== DATASET CONTENT

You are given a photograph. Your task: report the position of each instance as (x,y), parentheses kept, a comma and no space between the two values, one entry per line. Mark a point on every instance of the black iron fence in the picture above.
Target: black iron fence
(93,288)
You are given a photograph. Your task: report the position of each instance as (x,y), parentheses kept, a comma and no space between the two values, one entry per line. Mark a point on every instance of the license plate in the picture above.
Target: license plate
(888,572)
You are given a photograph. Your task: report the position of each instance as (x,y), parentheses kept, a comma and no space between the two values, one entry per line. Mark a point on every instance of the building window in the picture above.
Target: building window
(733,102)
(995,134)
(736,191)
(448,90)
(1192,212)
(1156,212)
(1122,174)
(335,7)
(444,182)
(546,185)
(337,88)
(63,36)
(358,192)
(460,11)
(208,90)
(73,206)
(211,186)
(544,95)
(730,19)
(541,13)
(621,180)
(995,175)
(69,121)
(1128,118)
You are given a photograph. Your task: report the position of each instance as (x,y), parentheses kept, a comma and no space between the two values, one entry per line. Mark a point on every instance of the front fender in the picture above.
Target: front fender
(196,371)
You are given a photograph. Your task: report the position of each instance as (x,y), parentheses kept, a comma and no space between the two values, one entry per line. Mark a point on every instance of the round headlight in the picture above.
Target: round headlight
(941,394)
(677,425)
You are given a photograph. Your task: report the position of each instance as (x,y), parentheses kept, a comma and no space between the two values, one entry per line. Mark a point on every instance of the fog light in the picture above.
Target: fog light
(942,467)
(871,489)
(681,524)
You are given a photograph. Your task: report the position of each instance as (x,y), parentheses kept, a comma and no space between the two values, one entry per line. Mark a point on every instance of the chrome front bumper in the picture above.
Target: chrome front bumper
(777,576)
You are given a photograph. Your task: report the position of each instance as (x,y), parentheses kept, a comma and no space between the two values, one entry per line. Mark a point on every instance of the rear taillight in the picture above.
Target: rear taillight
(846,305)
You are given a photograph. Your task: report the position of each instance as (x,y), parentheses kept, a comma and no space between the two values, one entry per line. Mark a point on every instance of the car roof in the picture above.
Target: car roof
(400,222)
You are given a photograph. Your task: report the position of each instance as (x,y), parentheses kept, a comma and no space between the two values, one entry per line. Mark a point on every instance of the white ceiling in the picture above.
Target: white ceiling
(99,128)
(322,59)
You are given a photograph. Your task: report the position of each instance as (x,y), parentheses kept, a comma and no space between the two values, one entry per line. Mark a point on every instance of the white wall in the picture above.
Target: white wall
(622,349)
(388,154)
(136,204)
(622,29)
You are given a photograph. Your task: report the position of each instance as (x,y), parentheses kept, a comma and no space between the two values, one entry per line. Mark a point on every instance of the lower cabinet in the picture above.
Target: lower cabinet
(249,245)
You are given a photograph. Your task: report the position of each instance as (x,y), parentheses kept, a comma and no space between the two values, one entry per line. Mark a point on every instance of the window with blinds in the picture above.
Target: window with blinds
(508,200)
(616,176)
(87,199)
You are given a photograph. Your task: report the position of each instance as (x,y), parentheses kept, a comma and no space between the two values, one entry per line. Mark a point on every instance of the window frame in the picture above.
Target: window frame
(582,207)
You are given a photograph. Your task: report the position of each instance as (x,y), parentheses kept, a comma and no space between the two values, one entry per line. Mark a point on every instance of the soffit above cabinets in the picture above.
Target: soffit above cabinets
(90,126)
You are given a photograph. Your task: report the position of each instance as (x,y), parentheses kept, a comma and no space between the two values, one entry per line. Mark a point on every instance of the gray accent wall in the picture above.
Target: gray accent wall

====
== DATASET CONTENT

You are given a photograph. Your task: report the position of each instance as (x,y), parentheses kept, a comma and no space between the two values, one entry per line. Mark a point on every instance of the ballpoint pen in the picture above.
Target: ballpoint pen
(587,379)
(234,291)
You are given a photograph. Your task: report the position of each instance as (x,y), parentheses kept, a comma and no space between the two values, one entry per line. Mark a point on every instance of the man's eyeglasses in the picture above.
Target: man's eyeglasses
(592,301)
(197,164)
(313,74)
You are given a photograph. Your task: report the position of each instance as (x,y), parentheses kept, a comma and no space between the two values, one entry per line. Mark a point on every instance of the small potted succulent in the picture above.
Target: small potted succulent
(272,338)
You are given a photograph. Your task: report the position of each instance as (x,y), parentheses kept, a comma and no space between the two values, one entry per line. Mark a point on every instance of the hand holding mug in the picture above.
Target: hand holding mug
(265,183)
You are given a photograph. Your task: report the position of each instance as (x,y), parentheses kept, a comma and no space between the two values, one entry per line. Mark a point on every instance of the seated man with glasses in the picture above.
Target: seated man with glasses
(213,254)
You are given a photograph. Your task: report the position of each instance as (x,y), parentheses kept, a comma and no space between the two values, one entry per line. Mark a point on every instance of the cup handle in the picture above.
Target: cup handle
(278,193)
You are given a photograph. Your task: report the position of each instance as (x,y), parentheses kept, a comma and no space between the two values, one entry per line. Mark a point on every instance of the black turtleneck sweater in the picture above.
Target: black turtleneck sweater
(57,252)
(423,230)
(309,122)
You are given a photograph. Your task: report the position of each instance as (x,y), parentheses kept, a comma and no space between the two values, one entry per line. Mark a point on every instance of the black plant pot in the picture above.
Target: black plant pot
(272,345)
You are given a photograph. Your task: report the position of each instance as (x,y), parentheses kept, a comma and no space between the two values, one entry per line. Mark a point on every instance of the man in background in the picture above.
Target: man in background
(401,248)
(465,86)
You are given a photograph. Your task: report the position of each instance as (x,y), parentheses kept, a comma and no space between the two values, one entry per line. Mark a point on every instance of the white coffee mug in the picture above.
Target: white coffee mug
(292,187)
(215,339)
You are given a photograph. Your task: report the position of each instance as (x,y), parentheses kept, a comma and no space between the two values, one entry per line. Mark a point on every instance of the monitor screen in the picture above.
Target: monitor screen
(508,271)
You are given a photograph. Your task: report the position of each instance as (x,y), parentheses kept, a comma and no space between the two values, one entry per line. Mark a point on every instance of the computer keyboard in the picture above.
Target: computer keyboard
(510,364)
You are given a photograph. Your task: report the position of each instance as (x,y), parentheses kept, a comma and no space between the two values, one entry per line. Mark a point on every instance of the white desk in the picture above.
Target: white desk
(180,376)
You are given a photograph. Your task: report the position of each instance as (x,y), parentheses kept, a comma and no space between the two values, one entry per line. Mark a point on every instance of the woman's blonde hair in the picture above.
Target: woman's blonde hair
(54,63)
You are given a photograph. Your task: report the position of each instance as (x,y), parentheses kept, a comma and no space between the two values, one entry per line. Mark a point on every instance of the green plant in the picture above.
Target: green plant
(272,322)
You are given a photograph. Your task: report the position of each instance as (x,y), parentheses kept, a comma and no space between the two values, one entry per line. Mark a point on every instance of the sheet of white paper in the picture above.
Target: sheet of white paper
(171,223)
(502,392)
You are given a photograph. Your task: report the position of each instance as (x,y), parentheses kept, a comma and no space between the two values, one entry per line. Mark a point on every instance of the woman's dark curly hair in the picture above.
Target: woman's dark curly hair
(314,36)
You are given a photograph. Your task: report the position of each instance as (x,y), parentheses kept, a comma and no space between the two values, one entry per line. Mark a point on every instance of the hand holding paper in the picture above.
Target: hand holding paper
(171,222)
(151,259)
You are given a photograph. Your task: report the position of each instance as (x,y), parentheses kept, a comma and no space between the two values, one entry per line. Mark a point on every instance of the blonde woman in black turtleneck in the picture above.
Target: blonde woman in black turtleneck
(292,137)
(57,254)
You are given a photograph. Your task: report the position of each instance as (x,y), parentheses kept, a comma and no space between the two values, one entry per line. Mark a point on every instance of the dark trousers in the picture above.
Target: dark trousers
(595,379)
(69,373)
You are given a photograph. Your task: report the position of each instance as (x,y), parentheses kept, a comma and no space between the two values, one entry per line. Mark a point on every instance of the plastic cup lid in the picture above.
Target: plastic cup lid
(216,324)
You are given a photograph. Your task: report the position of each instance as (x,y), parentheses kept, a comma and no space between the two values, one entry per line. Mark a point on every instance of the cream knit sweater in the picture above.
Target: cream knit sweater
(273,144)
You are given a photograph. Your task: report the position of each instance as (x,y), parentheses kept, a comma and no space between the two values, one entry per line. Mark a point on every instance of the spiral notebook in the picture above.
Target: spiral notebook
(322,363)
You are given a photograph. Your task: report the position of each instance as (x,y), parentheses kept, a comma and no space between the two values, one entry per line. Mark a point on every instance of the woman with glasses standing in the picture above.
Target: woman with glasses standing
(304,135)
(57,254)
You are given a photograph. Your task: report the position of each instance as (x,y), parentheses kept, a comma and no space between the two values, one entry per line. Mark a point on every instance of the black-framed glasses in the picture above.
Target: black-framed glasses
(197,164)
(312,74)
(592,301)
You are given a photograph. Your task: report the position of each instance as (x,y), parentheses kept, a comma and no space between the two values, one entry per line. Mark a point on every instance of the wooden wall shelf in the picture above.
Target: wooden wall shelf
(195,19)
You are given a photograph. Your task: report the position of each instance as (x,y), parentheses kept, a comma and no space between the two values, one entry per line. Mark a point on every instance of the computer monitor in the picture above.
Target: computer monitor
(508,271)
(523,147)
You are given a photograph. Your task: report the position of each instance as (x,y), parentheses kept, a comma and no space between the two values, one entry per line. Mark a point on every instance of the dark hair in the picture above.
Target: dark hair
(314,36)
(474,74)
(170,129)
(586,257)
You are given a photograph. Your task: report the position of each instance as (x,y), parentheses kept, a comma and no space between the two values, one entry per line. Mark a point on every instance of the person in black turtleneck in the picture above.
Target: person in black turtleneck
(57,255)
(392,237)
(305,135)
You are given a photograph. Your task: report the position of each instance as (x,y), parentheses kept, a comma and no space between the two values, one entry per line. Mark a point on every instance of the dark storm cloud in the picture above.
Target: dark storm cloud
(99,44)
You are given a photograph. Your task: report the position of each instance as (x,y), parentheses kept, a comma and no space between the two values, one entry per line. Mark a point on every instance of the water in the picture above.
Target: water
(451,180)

====
== DATASET CONTENT

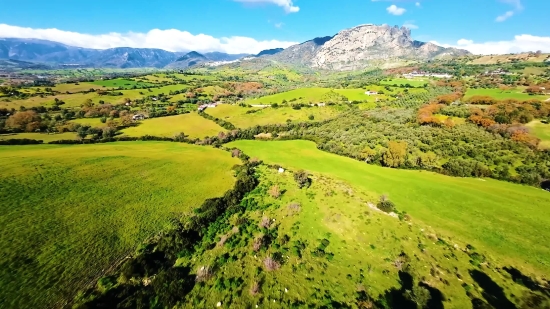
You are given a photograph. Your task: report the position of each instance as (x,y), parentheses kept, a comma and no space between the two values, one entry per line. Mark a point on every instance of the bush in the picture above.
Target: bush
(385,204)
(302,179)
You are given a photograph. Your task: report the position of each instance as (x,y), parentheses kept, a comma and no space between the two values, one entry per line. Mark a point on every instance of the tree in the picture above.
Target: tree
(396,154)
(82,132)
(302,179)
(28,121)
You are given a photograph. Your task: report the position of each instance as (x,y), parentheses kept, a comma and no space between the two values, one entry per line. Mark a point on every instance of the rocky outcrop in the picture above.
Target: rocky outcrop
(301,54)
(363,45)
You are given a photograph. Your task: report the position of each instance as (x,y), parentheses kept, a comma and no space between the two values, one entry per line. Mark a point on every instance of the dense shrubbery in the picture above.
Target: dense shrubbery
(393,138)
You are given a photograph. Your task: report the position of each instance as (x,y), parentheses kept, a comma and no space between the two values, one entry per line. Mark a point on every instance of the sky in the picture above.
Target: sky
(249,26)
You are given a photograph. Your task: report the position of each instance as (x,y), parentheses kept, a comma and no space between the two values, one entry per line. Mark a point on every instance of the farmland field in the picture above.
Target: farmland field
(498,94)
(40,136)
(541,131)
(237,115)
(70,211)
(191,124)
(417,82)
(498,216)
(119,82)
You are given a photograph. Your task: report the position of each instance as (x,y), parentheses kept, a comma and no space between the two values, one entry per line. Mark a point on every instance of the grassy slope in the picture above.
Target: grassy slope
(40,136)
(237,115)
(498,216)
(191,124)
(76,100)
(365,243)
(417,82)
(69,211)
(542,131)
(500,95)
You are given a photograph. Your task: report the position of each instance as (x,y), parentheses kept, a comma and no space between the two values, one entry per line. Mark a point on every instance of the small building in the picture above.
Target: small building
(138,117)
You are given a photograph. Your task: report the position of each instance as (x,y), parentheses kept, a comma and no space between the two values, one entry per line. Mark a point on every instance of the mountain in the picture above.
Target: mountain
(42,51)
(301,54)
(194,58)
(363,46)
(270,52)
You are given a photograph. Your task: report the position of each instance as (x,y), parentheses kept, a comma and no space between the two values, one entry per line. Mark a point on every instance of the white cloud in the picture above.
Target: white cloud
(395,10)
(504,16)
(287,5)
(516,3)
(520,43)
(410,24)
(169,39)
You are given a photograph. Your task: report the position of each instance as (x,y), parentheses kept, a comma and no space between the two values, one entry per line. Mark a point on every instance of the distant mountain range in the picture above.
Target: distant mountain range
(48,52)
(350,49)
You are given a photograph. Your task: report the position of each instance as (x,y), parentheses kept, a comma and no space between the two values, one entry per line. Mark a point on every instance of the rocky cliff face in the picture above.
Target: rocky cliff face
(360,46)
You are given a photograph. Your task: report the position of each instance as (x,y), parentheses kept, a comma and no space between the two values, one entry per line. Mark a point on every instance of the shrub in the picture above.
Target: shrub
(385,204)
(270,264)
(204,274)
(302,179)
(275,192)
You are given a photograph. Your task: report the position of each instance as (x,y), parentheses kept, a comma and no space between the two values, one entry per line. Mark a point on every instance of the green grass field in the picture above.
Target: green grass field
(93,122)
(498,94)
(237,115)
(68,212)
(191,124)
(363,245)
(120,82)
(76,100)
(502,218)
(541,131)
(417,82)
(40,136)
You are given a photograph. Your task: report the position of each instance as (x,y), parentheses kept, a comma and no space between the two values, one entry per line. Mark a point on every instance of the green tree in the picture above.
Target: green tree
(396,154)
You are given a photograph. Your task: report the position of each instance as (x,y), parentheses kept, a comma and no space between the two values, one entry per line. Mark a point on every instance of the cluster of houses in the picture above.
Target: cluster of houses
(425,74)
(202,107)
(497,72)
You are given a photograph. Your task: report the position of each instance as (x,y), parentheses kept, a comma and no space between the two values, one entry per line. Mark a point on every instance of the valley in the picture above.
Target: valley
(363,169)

====

HOW TO COMPLETE THIS TASK ->
Working from the records above, write out verbatim only the lines from the line containing "ceiling in the picture above." through the line containing "white wall in the picture above.".

PROBLEM SOLUTION ->
You are given a photograph. Your task: report the position of each instance as (x,y), parentheses kept, a comma and no space between the two values, one entry per line. Mark a point on every instance of the white ceiling in the picture above.
Target: white ceiling
(99,128)
(322,59)
You are given a photograph. Your task: report the position of each instance as (x,y), parentheses kept, a comma and no space between the two values, one entry per line. Mark a point on every instance of the white wall in the picture above.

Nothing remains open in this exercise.